AIM OF THE EXERCISE ▸
Identify every line in the material below that contains the word "outline", and copy each of those lines.

DATA ROWS ▸

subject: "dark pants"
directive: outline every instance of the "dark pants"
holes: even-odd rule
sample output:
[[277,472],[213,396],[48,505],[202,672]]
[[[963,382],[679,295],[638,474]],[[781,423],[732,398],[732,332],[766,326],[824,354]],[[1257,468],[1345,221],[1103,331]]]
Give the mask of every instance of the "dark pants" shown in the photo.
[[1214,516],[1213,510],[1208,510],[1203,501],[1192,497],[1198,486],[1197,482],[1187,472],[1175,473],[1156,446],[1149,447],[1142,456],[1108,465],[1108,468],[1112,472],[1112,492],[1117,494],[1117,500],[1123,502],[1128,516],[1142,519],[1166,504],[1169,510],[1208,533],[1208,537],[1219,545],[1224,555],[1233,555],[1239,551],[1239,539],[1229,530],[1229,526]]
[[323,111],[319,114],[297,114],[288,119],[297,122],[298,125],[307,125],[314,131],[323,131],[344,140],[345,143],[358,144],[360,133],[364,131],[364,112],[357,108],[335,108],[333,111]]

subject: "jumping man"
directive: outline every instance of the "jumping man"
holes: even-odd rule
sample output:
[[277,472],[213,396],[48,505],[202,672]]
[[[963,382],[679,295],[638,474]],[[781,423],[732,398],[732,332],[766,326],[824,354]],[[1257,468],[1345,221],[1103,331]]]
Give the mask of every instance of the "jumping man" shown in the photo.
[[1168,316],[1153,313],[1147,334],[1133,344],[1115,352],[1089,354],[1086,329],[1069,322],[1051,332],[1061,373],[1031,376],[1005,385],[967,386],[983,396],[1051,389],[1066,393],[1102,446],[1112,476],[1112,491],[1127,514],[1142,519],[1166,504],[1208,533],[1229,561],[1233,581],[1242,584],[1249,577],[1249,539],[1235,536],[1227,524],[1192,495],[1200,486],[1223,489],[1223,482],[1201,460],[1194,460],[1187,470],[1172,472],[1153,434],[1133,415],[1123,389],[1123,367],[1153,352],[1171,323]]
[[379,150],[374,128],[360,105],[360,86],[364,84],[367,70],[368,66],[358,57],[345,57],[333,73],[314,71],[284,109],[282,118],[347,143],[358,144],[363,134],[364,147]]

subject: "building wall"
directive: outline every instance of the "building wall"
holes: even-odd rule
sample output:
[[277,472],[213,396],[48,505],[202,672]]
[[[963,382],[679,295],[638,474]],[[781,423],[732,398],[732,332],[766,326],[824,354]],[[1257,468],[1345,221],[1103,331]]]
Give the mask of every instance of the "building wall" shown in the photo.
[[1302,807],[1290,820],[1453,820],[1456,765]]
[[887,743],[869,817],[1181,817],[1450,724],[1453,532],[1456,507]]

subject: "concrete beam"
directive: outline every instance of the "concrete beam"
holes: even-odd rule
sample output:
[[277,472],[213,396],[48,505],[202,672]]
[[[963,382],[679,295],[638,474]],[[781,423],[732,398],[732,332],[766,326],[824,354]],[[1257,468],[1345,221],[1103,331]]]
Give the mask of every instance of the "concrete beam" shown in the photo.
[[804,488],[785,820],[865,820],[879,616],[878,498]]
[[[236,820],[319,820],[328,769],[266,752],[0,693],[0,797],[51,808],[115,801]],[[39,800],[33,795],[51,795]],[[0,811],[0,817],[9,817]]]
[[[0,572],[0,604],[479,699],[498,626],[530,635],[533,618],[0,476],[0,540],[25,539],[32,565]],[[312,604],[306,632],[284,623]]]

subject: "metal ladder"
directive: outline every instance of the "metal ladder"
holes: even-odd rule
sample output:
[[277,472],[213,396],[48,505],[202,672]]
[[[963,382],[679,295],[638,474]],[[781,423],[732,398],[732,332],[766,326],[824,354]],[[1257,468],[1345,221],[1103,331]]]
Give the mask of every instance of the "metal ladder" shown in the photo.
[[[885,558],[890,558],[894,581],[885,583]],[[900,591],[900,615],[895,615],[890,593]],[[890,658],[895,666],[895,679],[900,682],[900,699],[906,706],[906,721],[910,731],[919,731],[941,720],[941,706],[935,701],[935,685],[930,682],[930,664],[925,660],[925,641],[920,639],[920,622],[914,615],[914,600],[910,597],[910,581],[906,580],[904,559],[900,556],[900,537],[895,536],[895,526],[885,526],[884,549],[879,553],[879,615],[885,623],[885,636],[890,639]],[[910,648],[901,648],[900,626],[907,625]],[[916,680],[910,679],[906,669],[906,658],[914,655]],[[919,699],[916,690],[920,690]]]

EXPECTED ANSWER ▸
directive: outline every instance of the "dark pants"
directive: outline every instance of the "jumping man"
directive: outline every instance of the "building wall"
directive: outline every instance of the "concrete beam"
directive: outline every instance of the "metal ladder"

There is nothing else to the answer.